* Begin EXERCISE MATERIALS *

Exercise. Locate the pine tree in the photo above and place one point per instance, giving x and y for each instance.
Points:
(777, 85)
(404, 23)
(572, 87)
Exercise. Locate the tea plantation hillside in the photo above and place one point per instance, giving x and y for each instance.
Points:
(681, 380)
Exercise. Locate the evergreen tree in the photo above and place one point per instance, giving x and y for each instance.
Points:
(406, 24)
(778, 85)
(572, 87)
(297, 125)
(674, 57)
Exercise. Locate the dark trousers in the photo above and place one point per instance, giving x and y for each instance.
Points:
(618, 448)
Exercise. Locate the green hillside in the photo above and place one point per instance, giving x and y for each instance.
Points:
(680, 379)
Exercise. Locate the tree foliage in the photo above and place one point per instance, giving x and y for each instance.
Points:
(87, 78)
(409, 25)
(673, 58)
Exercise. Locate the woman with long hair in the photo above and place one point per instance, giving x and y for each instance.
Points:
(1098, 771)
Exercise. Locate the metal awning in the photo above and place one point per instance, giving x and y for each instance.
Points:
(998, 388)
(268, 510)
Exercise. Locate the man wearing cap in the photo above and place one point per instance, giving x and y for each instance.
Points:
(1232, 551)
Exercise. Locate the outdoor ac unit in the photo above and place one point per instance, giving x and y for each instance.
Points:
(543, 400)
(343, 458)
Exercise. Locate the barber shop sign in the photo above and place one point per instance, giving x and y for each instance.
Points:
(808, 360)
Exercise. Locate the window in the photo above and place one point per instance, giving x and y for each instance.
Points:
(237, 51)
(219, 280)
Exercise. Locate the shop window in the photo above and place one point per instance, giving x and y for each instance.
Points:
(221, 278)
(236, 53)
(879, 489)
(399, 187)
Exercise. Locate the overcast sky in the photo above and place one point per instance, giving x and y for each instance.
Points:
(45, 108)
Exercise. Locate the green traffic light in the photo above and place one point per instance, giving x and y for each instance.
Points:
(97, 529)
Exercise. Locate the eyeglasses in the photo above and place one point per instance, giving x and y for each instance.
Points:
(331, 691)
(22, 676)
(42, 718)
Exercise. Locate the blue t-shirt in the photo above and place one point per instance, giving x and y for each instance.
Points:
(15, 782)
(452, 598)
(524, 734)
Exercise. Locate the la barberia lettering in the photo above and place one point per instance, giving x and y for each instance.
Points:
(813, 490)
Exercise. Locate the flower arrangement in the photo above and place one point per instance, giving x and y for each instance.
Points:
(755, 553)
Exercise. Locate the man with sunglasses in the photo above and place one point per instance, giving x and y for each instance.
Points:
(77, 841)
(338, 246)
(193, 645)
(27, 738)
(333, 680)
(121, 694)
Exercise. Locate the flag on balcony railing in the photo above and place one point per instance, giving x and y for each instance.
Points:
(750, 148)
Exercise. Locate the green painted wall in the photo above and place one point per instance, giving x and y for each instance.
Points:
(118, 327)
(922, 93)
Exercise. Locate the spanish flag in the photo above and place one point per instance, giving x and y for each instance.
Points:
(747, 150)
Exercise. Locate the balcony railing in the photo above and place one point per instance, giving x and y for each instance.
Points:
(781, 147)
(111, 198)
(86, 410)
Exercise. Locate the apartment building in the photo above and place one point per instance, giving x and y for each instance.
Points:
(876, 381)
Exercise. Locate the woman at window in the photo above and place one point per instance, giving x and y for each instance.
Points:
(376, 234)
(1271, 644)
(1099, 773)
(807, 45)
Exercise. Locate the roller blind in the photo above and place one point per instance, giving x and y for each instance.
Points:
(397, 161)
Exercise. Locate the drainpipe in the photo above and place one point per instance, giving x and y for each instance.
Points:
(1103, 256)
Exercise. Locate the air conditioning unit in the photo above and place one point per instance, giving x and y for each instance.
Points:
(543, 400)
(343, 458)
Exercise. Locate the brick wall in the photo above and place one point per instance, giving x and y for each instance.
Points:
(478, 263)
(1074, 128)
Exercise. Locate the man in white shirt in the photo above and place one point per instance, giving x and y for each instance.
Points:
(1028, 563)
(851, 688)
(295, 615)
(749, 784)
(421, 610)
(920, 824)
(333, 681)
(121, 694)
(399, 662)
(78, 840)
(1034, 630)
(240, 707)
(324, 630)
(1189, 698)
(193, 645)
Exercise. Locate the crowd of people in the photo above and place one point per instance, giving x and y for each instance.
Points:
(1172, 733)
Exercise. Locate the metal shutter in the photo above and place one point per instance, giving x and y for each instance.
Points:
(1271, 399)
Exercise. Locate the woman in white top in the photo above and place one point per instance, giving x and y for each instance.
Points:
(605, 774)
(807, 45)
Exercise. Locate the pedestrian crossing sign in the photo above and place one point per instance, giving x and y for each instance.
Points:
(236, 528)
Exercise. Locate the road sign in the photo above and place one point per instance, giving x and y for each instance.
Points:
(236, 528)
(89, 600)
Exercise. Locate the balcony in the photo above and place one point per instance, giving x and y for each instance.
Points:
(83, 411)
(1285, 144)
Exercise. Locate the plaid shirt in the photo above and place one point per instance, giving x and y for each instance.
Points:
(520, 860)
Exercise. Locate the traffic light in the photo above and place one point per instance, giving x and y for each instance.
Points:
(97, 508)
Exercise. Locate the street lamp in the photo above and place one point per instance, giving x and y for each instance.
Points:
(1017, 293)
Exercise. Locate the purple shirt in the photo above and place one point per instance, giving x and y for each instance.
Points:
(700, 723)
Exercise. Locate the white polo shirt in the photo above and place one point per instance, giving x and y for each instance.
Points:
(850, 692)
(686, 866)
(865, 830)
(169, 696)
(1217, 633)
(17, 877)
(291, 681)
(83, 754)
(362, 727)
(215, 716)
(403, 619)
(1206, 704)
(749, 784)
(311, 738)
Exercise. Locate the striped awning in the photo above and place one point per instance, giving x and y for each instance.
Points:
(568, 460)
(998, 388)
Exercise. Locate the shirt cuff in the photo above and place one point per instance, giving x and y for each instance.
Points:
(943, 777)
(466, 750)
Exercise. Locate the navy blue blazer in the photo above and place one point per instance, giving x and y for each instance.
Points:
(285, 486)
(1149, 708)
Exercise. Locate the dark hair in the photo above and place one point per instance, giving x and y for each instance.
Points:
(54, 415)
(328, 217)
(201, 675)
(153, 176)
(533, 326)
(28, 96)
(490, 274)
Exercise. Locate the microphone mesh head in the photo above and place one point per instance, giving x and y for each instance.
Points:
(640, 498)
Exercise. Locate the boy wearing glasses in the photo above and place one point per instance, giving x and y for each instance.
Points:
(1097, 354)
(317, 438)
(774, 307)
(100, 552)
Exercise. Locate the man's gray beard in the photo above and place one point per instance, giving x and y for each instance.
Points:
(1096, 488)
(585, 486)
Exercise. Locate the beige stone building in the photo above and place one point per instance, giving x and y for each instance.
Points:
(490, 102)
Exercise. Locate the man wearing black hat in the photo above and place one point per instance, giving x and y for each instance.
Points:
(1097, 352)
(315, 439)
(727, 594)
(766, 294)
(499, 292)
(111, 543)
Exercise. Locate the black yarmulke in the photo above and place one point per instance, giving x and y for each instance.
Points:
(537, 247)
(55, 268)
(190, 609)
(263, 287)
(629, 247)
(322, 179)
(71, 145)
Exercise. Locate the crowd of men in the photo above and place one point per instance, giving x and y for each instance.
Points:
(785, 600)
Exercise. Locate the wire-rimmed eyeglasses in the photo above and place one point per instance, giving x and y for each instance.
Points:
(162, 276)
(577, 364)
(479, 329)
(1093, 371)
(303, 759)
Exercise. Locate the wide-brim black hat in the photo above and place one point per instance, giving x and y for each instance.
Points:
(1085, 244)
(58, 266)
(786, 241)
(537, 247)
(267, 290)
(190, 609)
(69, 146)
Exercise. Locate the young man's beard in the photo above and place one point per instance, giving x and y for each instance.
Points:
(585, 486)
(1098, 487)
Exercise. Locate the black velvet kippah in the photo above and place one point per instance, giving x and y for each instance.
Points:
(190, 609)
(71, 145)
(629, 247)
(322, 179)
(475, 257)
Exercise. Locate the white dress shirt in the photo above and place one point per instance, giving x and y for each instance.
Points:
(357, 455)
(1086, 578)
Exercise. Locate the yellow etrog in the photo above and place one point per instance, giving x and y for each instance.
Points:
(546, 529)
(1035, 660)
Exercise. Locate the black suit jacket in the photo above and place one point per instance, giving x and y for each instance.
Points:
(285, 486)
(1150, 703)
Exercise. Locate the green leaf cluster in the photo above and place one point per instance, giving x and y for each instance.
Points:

* End EXERCISE MATERIALS *

* **JOB**:
Write out the entries word for word, starting at the first line of the entries and ending at the line that contains "(1098, 771)".

* **RESPONSE**:
Exercise. Locate the pine tree in the photo above and place one point per instance, giving x and y for each instance.
Points:
(777, 85)
(404, 23)
(572, 87)
Exercise. Locate the tea plantation hillside in the photo above and place one point per instance, giving x and y for each instance.
Points:
(681, 380)
Exercise. Locate the evergreen tree in the photo above and place one point per instance, giving x and y for each instance.
Points:
(406, 24)
(778, 85)
(572, 87)
(297, 125)
(674, 57)
Exercise. Locate the dark trousers in the photo above and place one point per instance, giving x and y for each instance.
Points:
(618, 448)
Exercise. Locate the green hillside in the photo above and place one point per instance, giving x and y for each instance.
Points:
(680, 379)
Exercise. Locate the tree foliage in the photo above and place one point per instance, giving x and y for each instance.
Points:
(87, 78)
(409, 25)
(673, 58)
Exercise. Locate the woman with long hair in the photo above and place one point per instance, giving x and y for each instance.
Points:
(1098, 771)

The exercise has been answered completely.